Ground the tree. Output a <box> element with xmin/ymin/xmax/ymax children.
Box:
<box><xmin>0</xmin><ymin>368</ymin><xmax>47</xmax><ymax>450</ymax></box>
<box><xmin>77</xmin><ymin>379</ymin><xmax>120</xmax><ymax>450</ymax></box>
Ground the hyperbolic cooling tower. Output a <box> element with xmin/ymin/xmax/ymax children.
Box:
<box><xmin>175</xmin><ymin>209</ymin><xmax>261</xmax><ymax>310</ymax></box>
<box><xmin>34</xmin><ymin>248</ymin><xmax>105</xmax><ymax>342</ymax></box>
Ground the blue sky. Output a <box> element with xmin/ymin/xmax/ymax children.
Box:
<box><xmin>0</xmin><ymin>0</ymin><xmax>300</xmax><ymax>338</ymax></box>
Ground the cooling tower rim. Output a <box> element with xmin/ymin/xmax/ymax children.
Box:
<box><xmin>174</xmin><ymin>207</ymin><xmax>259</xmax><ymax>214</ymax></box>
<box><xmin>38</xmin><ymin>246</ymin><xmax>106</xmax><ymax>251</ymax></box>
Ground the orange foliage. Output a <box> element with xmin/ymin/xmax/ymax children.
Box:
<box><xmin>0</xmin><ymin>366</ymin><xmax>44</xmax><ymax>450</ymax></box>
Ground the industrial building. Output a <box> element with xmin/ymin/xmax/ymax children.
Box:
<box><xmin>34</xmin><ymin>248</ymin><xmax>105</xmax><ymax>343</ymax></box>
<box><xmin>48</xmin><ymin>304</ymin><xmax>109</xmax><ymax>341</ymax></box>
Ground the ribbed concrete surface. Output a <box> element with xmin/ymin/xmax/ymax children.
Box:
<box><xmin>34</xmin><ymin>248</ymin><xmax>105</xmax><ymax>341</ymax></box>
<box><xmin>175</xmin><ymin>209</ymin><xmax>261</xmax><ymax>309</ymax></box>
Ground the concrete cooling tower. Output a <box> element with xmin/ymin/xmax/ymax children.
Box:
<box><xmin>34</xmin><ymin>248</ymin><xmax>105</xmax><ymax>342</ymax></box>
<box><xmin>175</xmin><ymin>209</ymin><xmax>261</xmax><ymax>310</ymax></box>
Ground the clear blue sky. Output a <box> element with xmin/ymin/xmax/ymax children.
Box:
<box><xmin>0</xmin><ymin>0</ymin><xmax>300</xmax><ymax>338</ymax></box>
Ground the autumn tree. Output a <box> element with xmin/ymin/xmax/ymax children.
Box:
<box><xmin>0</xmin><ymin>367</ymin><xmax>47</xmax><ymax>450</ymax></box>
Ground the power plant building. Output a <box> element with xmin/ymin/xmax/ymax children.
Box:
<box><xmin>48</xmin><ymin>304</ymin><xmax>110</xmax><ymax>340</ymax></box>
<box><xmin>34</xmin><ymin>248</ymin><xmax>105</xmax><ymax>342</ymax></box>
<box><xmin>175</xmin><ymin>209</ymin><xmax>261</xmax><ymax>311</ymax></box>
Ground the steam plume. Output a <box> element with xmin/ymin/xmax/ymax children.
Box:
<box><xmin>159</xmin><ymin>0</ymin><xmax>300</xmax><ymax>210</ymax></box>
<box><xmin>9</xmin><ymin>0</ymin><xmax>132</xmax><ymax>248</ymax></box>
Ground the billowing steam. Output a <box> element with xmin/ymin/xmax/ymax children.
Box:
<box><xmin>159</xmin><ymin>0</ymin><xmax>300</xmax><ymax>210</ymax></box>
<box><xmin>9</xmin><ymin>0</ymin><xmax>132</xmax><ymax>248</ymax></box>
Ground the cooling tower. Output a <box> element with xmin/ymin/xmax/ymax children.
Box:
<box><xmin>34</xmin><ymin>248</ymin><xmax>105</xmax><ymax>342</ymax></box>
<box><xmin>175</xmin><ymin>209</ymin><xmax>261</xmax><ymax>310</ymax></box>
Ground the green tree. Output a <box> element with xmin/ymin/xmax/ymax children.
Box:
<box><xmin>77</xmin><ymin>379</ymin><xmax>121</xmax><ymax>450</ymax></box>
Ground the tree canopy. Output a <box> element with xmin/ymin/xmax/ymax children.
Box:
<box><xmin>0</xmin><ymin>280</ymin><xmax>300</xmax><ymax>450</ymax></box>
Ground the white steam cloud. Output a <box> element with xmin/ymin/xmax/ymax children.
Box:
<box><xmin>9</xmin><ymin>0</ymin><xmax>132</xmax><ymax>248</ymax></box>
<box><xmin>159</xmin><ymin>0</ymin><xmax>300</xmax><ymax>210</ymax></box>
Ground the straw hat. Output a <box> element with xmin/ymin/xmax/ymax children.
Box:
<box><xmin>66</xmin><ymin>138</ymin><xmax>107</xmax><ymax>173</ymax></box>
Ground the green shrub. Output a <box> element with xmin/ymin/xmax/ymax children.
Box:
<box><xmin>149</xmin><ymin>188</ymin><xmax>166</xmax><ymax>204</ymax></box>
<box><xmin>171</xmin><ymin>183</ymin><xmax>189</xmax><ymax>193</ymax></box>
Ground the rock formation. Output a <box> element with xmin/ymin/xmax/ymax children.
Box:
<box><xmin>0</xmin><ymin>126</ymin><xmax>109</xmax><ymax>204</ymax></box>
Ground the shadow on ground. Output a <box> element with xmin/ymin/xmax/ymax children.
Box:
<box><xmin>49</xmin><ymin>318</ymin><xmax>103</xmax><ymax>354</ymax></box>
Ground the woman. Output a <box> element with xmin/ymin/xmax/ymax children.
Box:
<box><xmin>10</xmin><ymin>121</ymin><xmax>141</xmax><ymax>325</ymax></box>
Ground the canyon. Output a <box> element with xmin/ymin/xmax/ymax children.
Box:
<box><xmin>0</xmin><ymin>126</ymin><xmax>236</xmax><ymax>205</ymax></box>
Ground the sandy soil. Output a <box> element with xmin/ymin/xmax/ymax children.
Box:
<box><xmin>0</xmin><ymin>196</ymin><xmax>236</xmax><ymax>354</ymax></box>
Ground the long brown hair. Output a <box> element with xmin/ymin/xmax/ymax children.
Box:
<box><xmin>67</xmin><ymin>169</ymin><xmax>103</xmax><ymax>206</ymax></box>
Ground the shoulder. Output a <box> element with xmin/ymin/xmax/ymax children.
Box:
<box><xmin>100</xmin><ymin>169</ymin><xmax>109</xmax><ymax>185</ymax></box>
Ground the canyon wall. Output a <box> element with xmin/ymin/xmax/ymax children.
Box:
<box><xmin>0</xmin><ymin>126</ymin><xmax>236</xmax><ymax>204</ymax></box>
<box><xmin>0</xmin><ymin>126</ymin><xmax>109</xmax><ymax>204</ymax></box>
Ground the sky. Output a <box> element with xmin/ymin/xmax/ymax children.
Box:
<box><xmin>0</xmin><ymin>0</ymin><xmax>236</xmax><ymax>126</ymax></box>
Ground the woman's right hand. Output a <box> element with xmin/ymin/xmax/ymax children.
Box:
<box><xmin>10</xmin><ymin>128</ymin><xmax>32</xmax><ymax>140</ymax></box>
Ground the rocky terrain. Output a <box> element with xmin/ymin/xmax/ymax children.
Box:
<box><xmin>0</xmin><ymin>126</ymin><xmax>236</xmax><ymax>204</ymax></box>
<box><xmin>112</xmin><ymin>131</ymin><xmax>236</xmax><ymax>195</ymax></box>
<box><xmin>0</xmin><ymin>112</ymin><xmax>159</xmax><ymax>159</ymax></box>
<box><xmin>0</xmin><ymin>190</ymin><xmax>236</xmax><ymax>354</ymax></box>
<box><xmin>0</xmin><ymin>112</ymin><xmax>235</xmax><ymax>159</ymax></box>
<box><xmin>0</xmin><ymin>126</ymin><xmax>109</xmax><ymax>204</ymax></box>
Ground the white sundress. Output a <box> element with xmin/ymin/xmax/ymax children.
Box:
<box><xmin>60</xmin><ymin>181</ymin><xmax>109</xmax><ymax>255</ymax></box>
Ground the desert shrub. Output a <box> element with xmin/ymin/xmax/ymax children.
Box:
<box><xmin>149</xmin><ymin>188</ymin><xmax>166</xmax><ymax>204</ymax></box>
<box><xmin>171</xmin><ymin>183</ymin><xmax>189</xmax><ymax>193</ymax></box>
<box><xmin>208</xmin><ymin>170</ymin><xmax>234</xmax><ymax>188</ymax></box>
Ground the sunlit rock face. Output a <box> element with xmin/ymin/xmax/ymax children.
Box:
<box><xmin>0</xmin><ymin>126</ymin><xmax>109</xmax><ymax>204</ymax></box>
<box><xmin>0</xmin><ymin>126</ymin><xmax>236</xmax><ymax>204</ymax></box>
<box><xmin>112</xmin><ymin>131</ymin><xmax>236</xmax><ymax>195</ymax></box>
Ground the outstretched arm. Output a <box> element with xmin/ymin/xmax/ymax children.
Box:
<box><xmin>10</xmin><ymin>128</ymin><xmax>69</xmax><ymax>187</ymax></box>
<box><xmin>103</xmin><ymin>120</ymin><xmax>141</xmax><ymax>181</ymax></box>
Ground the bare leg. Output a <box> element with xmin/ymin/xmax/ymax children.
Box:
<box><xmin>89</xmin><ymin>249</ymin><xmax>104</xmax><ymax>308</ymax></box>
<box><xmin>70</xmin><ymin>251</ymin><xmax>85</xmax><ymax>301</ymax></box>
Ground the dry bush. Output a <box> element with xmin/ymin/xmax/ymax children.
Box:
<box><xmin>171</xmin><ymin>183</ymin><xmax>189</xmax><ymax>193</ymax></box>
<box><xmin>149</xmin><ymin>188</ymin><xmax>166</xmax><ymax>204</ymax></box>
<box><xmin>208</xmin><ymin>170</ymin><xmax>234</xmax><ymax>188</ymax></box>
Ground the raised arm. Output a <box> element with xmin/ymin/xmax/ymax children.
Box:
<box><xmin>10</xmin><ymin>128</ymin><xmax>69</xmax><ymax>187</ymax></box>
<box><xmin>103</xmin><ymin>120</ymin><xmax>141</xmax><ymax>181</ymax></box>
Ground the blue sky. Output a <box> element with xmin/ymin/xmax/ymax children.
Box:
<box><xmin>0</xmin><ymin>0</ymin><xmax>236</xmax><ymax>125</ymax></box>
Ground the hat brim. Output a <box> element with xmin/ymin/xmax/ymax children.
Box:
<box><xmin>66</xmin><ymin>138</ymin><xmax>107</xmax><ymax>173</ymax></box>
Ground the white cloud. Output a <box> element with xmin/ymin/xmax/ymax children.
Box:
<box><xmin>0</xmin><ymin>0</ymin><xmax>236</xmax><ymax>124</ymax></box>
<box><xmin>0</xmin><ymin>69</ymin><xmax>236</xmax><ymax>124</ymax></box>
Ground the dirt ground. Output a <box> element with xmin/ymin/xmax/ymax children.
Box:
=-=-=
Starting with the line that contains "Ground the sunlit" and going on through the last line of the items, render those lines as a Markdown table with columns n and Line. Give each line a row number under n, and leave out blank lines.

| n | Line |
|---|---|
| 1 | Ground the sunlit rock face. Output a <box> element with xmin/ymin/xmax/ymax children. |
| 2 | Box: |
| 3 | <box><xmin>0</xmin><ymin>126</ymin><xmax>109</xmax><ymax>204</ymax></box> |
| 4 | <box><xmin>0</xmin><ymin>126</ymin><xmax>236</xmax><ymax>204</ymax></box> |
| 5 | <box><xmin>112</xmin><ymin>131</ymin><xmax>236</xmax><ymax>195</ymax></box> |
| 6 | Ground the outstretched arm. Output a <box> element with xmin/ymin/xmax/ymax children. |
| 7 | Box: |
| 8 | <box><xmin>10</xmin><ymin>128</ymin><xmax>69</xmax><ymax>187</ymax></box> |
| 9 | <box><xmin>103</xmin><ymin>120</ymin><xmax>141</xmax><ymax>181</ymax></box> |
| 10 | Ground the bare leg. Output a <box> element with xmin/ymin/xmax/ymax children. |
| 11 | Box: |
| 12 | <box><xmin>89</xmin><ymin>249</ymin><xmax>104</xmax><ymax>308</ymax></box> |
| 13 | <box><xmin>70</xmin><ymin>251</ymin><xmax>85</xmax><ymax>301</ymax></box> |
| 14 | Ground the dry bush. Output a <box> element with xmin/ymin/xmax/ymax children. |
| 15 | Box: |
| 16 | <box><xmin>171</xmin><ymin>183</ymin><xmax>189</xmax><ymax>193</ymax></box> |
| 17 | <box><xmin>149</xmin><ymin>188</ymin><xmax>166</xmax><ymax>204</ymax></box> |
| 18 | <box><xmin>208</xmin><ymin>170</ymin><xmax>234</xmax><ymax>188</ymax></box> |
| 19 | Ground the raised arm. Output a <box> element with xmin/ymin/xmax/ymax children. |
| 20 | Box: |
| 21 | <box><xmin>10</xmin><ymin>128</ymin><xmax>69</xmax><ymax>187</ymax></box> |
| 22 | <box><xmin>103</xmin><ymin>120</ymin><xmax>141</xmax><ymax>181</ymax></box> |
| 23 | Ground the blue sky. Output a <box> element with xmin/ymin/xmax/ymax children. |
| 24 | Box: |
| 25 | <box><xmin>0</xmin><ymin>0</ymin><xmax>236</xmax><ymax>125</ymax></box> |
| 26 | Ground the hat brim. Output a <box> element with xmin/ymin/xmax/ymax children. |
| 27 | Box: |
| 28 | <box><xmin>66</xmin><ymin>138</ymin><xmax>107</xmax><ymax>173</ymax></box> |
| 29 | Ground the white cloud. Output a <box> element with xmin/ymin/xmax/ymax children. |
| 30 | Box: |
| 31 | <box><xmin>0</xmin><ymin>0</ymin><xmax>236</xmax><ymax>124</ymax></box> |
| 32 | <box><xmin>0</xmin><ymin>69</ymin><xmax>236</xmax><ymax>124</ymax></box> |
| 33 | Ground the dirt ground. Output a <box> element with xmin/ymin/xmax/ymax children. |
| 34 | Box: |